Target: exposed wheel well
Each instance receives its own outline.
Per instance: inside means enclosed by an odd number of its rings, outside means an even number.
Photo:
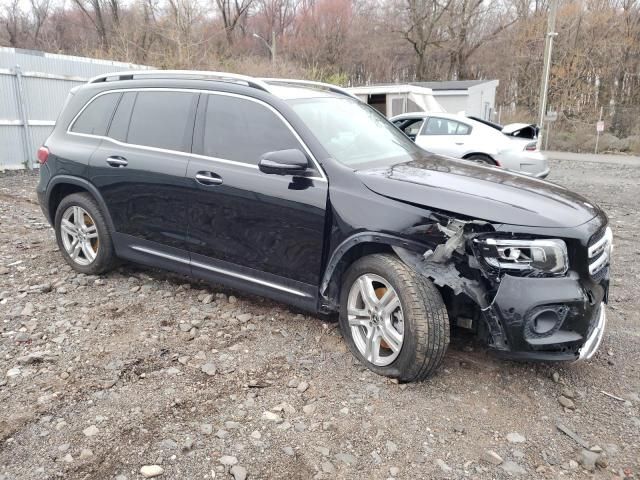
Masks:
[[[344,275],[344,272],[346,272],[353,262],[359,258],[366,255],[372,255],[374,253],[391,253],[395,255],[391,245],[376,242],[362,242],[351,247],[340,258],[340,261],[331,275],[331,281],[329,282],[326,293],[331,304],[329,307],[331,310],[337,311],[339,309],[340,287],[342,285],[342,276]]]

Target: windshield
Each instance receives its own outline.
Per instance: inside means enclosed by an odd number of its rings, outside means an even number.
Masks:
[[[413,160],[419,151],[400,130],[358,100],[306,98],[288,103],[327,152],[344,165],[392,165]]]

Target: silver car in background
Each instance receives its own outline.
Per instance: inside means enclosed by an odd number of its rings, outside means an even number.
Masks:
[[[404,113],[389,120],[429,152],[538,178],[549,175],[547,159],[532,138],[515,137],[484,122],[451,113]]]

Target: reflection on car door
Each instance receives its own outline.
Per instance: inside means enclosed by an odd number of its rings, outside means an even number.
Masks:
[[[185,173],[197,101],[197,93],[173,91],[122,95],[89,171],[112,216],[117,248],[135,243],[188,258],[186,189],[191,182]]]
[[[467,151],[471,127],[442,117],[429,117],[416,138],[416,143],[433,153],[461,158]]]
[[[203,94],[194,133],[199,156],[187,171],[194,273],[315,303],[327,182],[311,159],[307,177],[268,175],[257,167],[264,153],[291,148],[309,154],[271,107]]]

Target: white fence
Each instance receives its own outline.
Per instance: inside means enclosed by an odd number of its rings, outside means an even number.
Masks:
[[[89,78],[149,68],[0,47],[0,171],[32,168],[69,90]]]

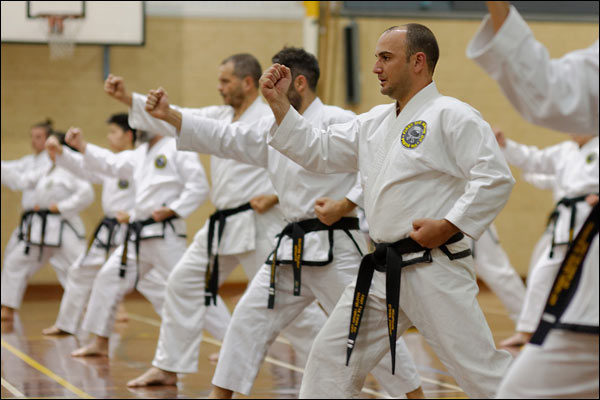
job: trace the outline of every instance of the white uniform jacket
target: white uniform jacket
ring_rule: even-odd
[[[131,153],[117,153],[116,157],[124,154],[130,157]],[[91,183],[102,185],[102,210],[108,218],[115,218],[118,211],[124,211],[128,214],[133,212],[135,206],[135,188],[129,179],[119,179],[118,177],[101,174],[90,168],[85,163],[85,157],[75,151],[71,151],[66,146],[63,147],[63,153],[56,156],[56,165],[68,169],[72,174]],[[97,234],[101,243],[109,246],[118,246],[123,243],[125,229],[117,225],[112,235],[111,243],[107,243],[109,231],[104,226]]]
[[[579,148],[577,143],[567,141],[540,150],[510,139],[503,150],[509,164],[521,168],[526,173],[543,173],[555,178],[553,193],[562,197],[577,197],[588,193],[598,193],[598,138],[594,138]],[[557,243],[569,239],[571,212],[564,205],[559,206],[556,221]],[[585,201],[577,204],[577,225],[580,226],[591,207]]]
[[[148,143],[135,150],[114,154],[88,144],[84,160],[91,169],[102,174],[126,179],[135,188],[135,207],[130,221],[145,220],[160,207],[168,207],[178,216],[170,221],[176,234],[185,236],[184,218],[190,215],[208,195],[208,182],[198,155],[178,152],[175,141],[162,138],[148,149]],[[147,225],[140,239],[164,237],[165,224]]]
[[[354,114],[339,107],[326,106],[317,98],[306,109],[304,116],[315,126],[325,128],[348,121]],[[320,197],[341,199],[351,195],[351,190],[353,193],[360,192],[354,189],[356,173],[324,175],[310,172],[270,148],[267,135],[273,123],[272,114],[252,124],[229,124],[184,110],[177,146],[182,150],[206,152],[266,168],[288,222],[316,218],[314,205]],[[350,200],[355,203],[359,201]],[[325,262],[329,259],[327,235],[326,231],[305,235],[304,261]],[[285,237],[279,246],[278,259],[287,261],[291,259],[291,254],[292,240]]]
[[[529,122],[567,133],[598,135],[598,40],[550,59],[514,6],[494,34],[489,15],[467,47]]]
[[[152,117],[144,109],[146,96],[133,94],[133,102],[129,110],[129,124],[137,129],[160,132],[163,135],[176,136],[175,127]],[[194,115],[231,123],[234,110],[230,106],[210,106],[203,108],[175,108]],[[271,109],[260,97],[240,116],[239,121],[254,122],[271,115]],[[232,159],[210,157],[210,177],[212,188],[210,200],[217,210],[236,208],[250,199],[262,194],[273,194],[275,190],[267,171],[255,165]],[[217,227],[215,226],[215,229]],[[252,211],[241,212],[227,217],[225,231],[221,239],[218,253],[222,255],[239,254],[255,249],[256,227]],[[213,241],[212,253],[217,253],[217,240]]]
[[[479,112],[442,96],[433,82],[398,116],[395,104],[381,105],[326,131],[290,108],[270,144],[312,171],[360,170],[376,242],[407,237],[417,218],[445,218],[478,239],[514,185]]]
[[[45,168],[20,172],[2,167],[2,179],[16,190],[33,189],[32,203],[40,209],[57,205],[60,214],[50,214],[47,217],[44,246],[60,247],[65,226],[73,229],[80,238],[85,236],[85,227],[79,213],[94,201],[94,191],[88,182],[52,163]],[[21,227],[23,233],[29,230],[29,225],[31,234],[28,243],[40,245],[42,217],[34,214],[31,219],[24,221],[24,226]]]
[[[23,173],[24,171],[37,171],[40,169],[47,168],[52,161],[48,157],[46,151],[42,151],[39,154],[28,154],[25,157],[19,158],[18,160],[2,161],[2,171],[12,170],[16,173]],[[9,179],[4,179],[2,174],[2,185],[8,187],[11,190],[18,190],[17,186],[11,185]],[[23,190],[21,196],[21,207],[23,211],[31,210],[35,206],[35,188]]]

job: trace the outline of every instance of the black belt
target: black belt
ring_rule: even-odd
[[[446,245],[460,241],[465,235],[458,232],[453,235],[439,249],[450,259],[457,260],[471,255],[471,249],[463,250],[458,253],[451,253]],[[417,253],[424,251],[421,257],[413,258],[408,261],[402,260],[403,254]],[[396,370],[396,330],[398,327],[398,304],[400,301],[400,278],[402,277],[402,268],[417,263],[430,263],[431,249],[421,246],[412,238],[399,240],[395,243],[378,243],[373,253],[363,257],[358,277],[356,279],[356,288],[352,300],[352,315],[350,318],[350,332],[348,335],[348,344],[346,350],[346,365],[350,362],[350,355],[356,342],[360,320],[369,296],[371,280],[375,270],[386,273],[385,279],[385,297],[387,303],[388,315],[388,335],[390,338],[390,350],[392,353],[392,374]]]
[[[213,304],[217,305],[217,294],[219,291],[219,247],[221,246],[221,238],[223,237],[223,231],[225,230],[225,223],[227,217],[234,214],[238,214],[244,211],[251,210],[252,206],[250,203],[242,204],[237,208],[228,208],[226,210],[217,210],[209,218],[208,223],[208,265],[206,266],[206,273],[204,277],[205,294],[204,304],[210,305],[210,300],[213,300]],[[217,252],[215,253],[213,268],[211,270],[210,264],[212,259],[212,245],[215,237],[215,223],[219,221],[219,231],[217,233]]]
[[[564,244],[570,246],[571,243],[573,243],[573,236],[575,233],[575,217],[577,216],[577,203],[585,201],[585,198],[588,195],[589,194],[584,194],[584,195],[578,196],[578,197],[563,197],[562,199],[560,199],[558,201],[558,203],[556,203],[556,207],[554,207],[554,211],[552,211],[552,213],[550,214],[550,217],[548,218],[548,224],[554,223],[554,227],[552,228],[552,243],[550,244],[550,258],[554,257],[554,247],[559,246],[559,245],[564,245]],[[556,220],[558,219],[558,216],[560,214],[558,212],[558,206],[560,206],[560,205],[571,208],[571,221],[569,222],[569,240],[564,243],[556,243],[555,242]]]
[[[269,303],[268,308],[273,308],[275,305],[275,269],[277,265],[293,265],[294,266],[294,296],[300,296],[300,284],[301,284],[301,270],[302,265],[306,265],[307,267],[322,267],[325,266],[331,261],[333,261],[333,231],[334,230],[342,230],[348,235],[348,237],[352,240],[356,248],[358,249],[359,254],[362,256],[362,251],[358,246],[358,243],[354,240],[352,235],[350,234],[350,230],[359,230],[358,227],[358,218],[356,217],[343,217],[333,225],[325,225],[323,222],[319,221],[317,218],[313,219],[305,219],[303,221],[292,222],[286,225],[283,228],[283,231],[278,235],[279,239],[277,240],[277,245],[275,245],[275,249],[273,250],[271,260],[267,259],[267,263],[271,264],[271,284],[269,287]],[[326,261],[304,261],[302,260],[302,253],[304,249],[304,235],[309,232],[316,231],[329,231],[329,255],[328,260]],[[277,251],[279,250],[279,245],[281,244],[281,239],[284,236],[288,236],[292,238],[293,242],[293,250],[292,250],[292,260],[277,260]]]
[[[164,237],[164,231],[165,231],[167,223],[169,225],[171,225],[171,228],[173,229],[173,231],[175,231],[175,228],[173,227],[173,224],[171,223],[171,221],[176,218],[179,218],[179,217],[176,215],[172,215],[172,216],[160,221],[163,224],[163,237]],[[147,218],[144,220],[130,222],[129,225],[127,225],[127,233],[125,234],[125,243],[123,244],[123,253],[121,254],[121,267],[119,268],[119,276],[121,278],[125,278],[125,272],[127,270],[127,251],[128,251],[128,247],[129,247],[128,243],[129,243],[130,236],[133,235],[133,242],[135,243],[135,263],[136,263],[136,268],[139,268],[140,241],[142,240],[140,238],[140,234],[142,233],[142,229],[144,229],[145,226],[156,224],[156,223],[159,223],[159,222],[155,221],[154,218],[150,217],[150,218]],[[136,274],[134,287],[137,287],[137,281],[139,279],[139,275],[140,274],[138,272]]]
[[[598,220],[600,218],[599,210],[599,204],[596,204],[583,223],[573,244],[567,250],[565,259],[560,265],[560,269],[546,300],[542,319],[531,337],[530,343],[537,345],[544,343],[546,335],[548,335],[548,332],[552,328],[593,333],[596,335],[600,333],[598,326],[563,324],[560,322],[560,318],[575,296],[577,286],[579,286],[583,271],[583,262],[591,247],[592,240],[598,235],[598,224],[600,223]],[[598,268],[598,266],[592,266],[592,268]]]
[[[100,233],[100,229],[102,229],[103,226],[105,226],[106,229],[108,229],[108,238],[106,239],[106,243],[102,243],[102,241],[98,238],[98,233]],[[116,218],[104,217],[96,227],[96,230],[94,231],[94,234],[92,235],[92,238],[88,243],[88,247],[85,251],[85,254],[87,255],[87,253],[89,253],[92,244],[96,239],[98,239],[98,246],[102,247],[106,251],[106,259],[108,259],[110,249],[111,247],[113,247],[112,240],[117,226],[119,226],[119,221],[117,221]]]
[[[25,254],[29,254],[29,247],[31,245],[31,226],[32,226],[32,219],[34,215],[39,215],[40,218],[42,218],[42,237],[40,240],[40,254],[38,256],[38,261],[41,261],[42,259],[42,252],[44,251],[44,246],[45,246],[45,240],[46,240],[46,224],[48,222],[48,215],[53,214],[53,215],[57,215],[59,213],[57,212],[53,212],[50,211],[48,209],[41,209],[41,210],[29,210],[29,211],[25,211],[22,215],[21,215],[21,222],[19,224],[19,240],[24,240],[25,241]],[[23,234],[23,225],[27,224],[27,233]]]

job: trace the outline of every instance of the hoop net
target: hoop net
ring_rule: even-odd
[[[44,15],[48,21],[48,47],[50,60],[73,57],[75,41],[81,28],[81,18],[73,15]],[[65,22],[68,21],[68,24]]]

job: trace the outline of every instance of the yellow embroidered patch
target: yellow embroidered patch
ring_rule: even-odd
[[[414,149],[421,144],[427,133],[427,122],[414,121],[404,127],[400,140],[407,149]]]

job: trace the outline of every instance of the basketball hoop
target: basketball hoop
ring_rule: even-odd
[[[64,60],[73,57],[75,41],[81,24],[76,23],[78,15],[40,15],[48,20],[48,47],[50,60]],[[65,24],[69,20],[69,24]],[[77,21],[78,22],[78,21]]]

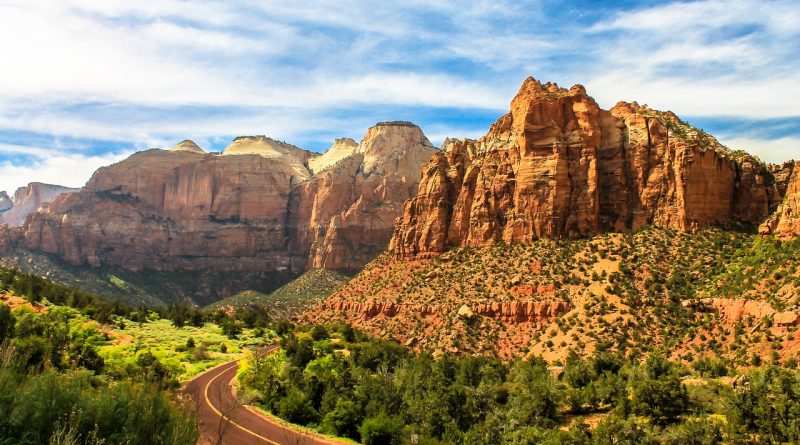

> **Description of the task**
Return only the lines from the line containing "job: trace the outline of every instance of the basketball" through the last line of the records above, both ends included, exactly as written, leaving pictures out.

> **Exercise response**
job: trace the outline of every instance of the basketball hoop
target: basketball hoop
ring_rule: even-odd
[[[64,60],[73,57],[75,41],[81,24],[76,23],[78,15],[40,15],[48,20],[48,47],[50,60]],[[65,24],[69,20],[69,24]],[[77,21],[78,22],[78,21]]]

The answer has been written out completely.